*Text passage:*
SUTA DUMPING PROHIBITION


Senate Bill 171 as passed by the Senate

Sponsor: Sen. Jason E. Allen

Senate Bill 172 as passed by the Senate

Sponsor: Sen. Laura M. Toy

Senate Bill 173 as passed by the Senate

Sponsor: Senator Michelle A. McManus

Senate Bill 174 as passed by the Senate

Sponsor: Sen. Dennis Olshove


House Committee: Employment Relations, Training, and Safety

Senate Committee: Commerce and Labor

Complete to 2-28-05

A SUMMARY OF SENATE BILLS 171-174 AS PASSED BY THE SENATE 2-23-05

Federal law requires that states amend their laws governing unemployment programs to prohibit the practice known as "SUTA dumping," which generally refers to the transfer of employees to a different employing company solely or primarily for the purpose of obtaining a lower experience rating and thus a lower state unemployment tax rate. (The term SUTA refers to "state unemployment tax act.")

*Records provided:*
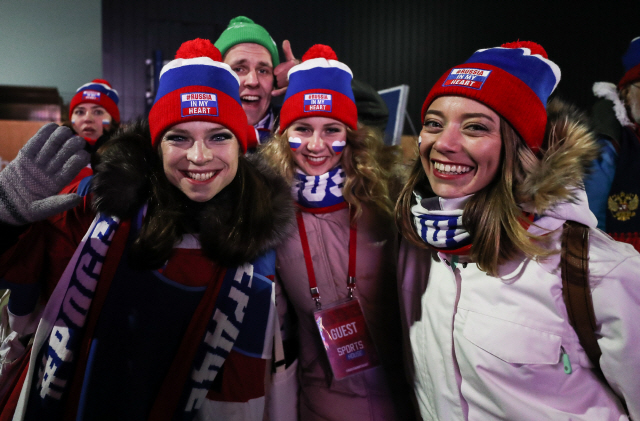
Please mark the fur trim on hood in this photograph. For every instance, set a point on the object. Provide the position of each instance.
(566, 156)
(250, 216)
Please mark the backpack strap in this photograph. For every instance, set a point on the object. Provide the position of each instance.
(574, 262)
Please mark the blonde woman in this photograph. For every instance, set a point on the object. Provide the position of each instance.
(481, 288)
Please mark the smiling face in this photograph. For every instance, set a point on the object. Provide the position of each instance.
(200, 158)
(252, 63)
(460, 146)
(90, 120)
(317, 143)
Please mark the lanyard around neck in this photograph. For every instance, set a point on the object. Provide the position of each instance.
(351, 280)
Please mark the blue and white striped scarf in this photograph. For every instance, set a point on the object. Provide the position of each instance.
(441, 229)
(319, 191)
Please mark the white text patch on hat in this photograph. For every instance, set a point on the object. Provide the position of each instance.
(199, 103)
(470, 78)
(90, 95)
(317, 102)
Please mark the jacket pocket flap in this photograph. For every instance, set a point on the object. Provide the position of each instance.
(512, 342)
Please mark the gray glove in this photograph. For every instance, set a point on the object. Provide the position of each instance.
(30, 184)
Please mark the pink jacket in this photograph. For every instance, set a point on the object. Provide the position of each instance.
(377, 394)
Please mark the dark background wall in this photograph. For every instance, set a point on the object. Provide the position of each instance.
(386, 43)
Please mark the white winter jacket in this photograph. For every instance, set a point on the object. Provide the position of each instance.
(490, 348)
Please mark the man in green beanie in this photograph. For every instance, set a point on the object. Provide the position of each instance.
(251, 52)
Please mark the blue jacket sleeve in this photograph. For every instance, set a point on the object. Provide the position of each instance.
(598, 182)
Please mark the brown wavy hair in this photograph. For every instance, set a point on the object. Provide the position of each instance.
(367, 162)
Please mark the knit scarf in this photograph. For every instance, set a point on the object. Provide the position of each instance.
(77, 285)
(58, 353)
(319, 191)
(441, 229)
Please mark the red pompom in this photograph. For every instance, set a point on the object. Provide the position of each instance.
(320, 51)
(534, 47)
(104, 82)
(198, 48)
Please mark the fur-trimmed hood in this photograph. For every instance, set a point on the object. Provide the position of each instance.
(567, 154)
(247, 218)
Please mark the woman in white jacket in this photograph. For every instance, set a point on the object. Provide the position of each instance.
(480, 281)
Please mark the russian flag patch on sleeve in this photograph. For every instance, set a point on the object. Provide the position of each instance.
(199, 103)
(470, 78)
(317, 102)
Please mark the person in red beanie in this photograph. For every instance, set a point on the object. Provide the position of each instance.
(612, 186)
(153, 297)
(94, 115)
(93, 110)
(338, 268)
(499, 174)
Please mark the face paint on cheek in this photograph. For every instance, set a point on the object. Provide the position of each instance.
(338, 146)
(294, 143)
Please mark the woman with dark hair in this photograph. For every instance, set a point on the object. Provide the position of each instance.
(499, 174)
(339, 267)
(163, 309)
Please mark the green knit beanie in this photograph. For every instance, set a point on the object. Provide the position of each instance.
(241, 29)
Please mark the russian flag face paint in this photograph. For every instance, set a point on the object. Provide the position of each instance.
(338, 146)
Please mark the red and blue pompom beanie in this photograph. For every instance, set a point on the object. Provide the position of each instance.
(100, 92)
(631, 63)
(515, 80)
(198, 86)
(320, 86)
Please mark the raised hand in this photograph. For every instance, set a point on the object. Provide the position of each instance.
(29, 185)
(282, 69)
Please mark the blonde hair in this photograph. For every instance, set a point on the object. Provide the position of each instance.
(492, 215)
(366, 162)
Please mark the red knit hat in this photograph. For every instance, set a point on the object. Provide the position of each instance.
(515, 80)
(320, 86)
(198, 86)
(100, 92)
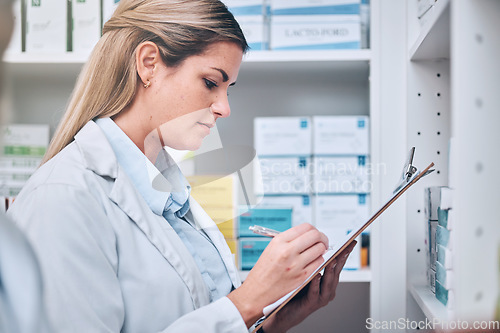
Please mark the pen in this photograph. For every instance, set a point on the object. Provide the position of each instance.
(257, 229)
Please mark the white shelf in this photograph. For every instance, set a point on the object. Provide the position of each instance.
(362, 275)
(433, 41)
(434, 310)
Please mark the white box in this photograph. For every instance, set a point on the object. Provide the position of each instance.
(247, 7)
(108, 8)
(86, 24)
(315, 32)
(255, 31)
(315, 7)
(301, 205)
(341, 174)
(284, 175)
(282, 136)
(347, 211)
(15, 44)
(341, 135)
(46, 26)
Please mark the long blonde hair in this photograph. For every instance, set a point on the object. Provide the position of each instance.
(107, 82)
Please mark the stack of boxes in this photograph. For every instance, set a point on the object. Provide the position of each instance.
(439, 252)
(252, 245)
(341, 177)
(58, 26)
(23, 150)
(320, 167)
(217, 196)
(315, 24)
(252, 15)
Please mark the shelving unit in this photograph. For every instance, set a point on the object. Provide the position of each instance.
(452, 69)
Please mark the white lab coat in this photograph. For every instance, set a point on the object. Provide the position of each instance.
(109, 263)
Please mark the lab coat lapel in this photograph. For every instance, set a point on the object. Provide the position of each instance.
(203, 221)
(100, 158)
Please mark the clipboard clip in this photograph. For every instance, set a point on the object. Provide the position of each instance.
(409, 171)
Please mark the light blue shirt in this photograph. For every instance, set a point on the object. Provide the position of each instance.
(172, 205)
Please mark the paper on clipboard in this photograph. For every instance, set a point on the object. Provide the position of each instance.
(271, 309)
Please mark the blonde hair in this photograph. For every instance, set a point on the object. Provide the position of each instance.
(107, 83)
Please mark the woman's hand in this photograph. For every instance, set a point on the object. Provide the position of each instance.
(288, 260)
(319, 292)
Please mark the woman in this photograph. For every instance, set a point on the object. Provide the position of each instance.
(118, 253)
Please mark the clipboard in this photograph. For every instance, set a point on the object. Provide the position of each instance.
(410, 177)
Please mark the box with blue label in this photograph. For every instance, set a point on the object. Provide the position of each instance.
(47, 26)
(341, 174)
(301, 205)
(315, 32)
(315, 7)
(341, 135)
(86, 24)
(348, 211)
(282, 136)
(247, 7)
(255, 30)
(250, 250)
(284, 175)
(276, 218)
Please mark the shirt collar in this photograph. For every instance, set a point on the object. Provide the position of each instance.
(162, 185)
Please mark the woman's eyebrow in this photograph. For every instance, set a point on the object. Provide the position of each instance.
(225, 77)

*To do:*
1 > Copy the entries word for word, starting at the line with "Please mark the woman in this" and running through the last line of the entries, with both ends included.
2 > Continue the summary of the Senate bills on SUTA dumping from the point where it stops.

*Answers to the exercises:*
1 >
Please mark the woman in this photograph. For every instance, set a point on the object. Provide the position of each instance.
(118, 253)
Please mark the clipboard in this photograph. For every instance, set a point on the object. Provide the position of each instance.
(410, 177)
Please mark the box with blue label in this photograph. For every instance, set a point on the object. Provide the position of each instance.
(47, 26)
(341, 174)
(301, 205)
(315, 32)
(315, 7)
(341, 135)
(86, 24)
(348, 211)
(282, 136)
(247, 7)
(255, 30)
(250, 250)
(284, 175)
(276, 218)
Please mark the shirt collar in this photograph. For every instance, set a point on the object. Provide the position of each instance.
(162, 185)
Please mark the woman's eyebrow in this photograph. For every instance, set a point on the object. Provide the position of each instance.
(225, 77)

2 >
Senate Bills 171 through 174 would amend the Michigan Employment Security Act to address this subject. The bills are tie-barred and would take effect on July 1, 2005. The lead bill, Senate Bill 171, contains the statement that "it is intended to be interpreted and applied in a manner so as to meet the minimum requirements of the [federal] SUTA Dumping Prevention Act of 2004 . . . and implementing regulations."

The bills would amend state law to do the following:

                    Prohibit a person from transferring all or part of a trade or business solely or primarily for the purpose of reducing the contribution rate or reimbursement payments in lieu of contributions required under the act (i.e., "SUTA dumping").

                    Prohibit a person from acquiring all or part of a trade or business solely or primarily to obtain a lower contribution rate than otherwise would apply under the act.

                    Prescribe sanctions against a person who knowingly violated or attempted to violate these provisions.

                    Require the unemployment insurance agency to recalculate the contribution rates of both employers if an employer transferred its trade or business to another employer and there were substantially common ownership, management, or control of the two employers.

                    Require the agency to assign a new employer contribution rate to a person who was not an employer under the act at the time of a transfer and who acquired a trade or business solely or primarily to obtain a lower contribution rate.

                    Require the money recovered under these provisions be credited to the unemployment compensation fund.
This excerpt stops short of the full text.